▸ WHAT YOU NEED TO DO: Pull out every line of the material that contains the word "positive", treating uppercase and lowercase as different.
INFORMATION SHOWN below:
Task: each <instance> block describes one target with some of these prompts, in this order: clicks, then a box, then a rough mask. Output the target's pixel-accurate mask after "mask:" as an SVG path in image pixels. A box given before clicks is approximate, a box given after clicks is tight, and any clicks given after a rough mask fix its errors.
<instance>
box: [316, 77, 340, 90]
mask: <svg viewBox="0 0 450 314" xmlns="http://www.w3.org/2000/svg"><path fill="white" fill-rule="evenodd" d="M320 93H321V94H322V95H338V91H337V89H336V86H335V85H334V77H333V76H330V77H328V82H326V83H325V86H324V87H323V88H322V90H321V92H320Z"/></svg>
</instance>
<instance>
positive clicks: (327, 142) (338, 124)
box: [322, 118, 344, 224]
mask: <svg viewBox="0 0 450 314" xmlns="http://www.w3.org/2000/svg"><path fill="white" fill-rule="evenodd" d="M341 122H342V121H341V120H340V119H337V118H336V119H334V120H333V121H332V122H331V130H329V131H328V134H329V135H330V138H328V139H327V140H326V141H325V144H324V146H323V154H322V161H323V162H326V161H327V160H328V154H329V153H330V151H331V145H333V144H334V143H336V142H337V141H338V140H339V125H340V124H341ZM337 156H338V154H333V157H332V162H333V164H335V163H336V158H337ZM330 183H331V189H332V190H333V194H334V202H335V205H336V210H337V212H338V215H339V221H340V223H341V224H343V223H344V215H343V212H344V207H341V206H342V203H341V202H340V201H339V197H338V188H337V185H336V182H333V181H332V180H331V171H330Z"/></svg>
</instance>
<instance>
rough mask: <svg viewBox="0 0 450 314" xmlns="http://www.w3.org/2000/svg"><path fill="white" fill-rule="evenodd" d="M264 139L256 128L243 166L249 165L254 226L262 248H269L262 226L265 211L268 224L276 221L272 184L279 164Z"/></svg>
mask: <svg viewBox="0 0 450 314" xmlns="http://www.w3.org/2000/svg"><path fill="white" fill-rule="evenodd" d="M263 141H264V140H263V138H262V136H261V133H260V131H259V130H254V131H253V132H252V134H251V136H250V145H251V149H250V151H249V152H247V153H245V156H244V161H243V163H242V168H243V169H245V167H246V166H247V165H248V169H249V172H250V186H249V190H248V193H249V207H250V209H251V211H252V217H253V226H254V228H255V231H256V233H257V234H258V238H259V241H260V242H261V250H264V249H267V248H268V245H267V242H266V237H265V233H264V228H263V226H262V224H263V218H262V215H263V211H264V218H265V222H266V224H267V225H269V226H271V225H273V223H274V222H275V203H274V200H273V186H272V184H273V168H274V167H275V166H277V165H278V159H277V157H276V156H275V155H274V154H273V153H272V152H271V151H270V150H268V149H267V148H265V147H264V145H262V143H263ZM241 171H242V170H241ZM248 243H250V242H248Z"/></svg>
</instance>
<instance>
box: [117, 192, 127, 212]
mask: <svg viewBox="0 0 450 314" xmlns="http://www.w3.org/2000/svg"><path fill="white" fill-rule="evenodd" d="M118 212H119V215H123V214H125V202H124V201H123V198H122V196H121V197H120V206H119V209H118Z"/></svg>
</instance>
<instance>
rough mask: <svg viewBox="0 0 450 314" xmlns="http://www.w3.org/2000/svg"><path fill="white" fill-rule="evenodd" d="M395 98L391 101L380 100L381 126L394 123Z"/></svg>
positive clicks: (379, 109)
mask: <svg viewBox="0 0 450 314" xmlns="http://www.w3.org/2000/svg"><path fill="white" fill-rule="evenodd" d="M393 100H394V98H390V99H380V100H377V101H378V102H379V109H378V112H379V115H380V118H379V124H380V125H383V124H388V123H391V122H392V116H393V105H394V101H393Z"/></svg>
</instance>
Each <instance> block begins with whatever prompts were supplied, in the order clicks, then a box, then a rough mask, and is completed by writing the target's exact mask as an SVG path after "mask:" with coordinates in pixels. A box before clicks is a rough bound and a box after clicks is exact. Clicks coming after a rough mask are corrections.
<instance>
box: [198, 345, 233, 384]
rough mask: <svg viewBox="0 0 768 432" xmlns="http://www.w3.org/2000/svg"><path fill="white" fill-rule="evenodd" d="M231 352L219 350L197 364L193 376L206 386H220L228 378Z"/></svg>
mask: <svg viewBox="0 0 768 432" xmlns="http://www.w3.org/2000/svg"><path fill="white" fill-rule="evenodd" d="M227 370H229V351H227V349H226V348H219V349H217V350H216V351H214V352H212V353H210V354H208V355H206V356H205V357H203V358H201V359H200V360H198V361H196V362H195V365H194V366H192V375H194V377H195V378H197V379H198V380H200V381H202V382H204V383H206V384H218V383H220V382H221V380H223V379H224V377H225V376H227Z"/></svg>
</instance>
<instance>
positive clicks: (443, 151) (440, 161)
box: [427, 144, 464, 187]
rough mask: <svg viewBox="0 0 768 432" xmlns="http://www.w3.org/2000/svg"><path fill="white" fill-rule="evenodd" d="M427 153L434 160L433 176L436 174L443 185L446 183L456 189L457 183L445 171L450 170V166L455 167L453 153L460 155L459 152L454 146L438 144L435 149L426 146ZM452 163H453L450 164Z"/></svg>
End of INFORMATION SHOWN.
▸ OUTPUT OF THE TASK:
positive clicks: (327, 142) (338, 124)
positive clicks: (379, 109)
positive clicks: (443, 151) (440, 161)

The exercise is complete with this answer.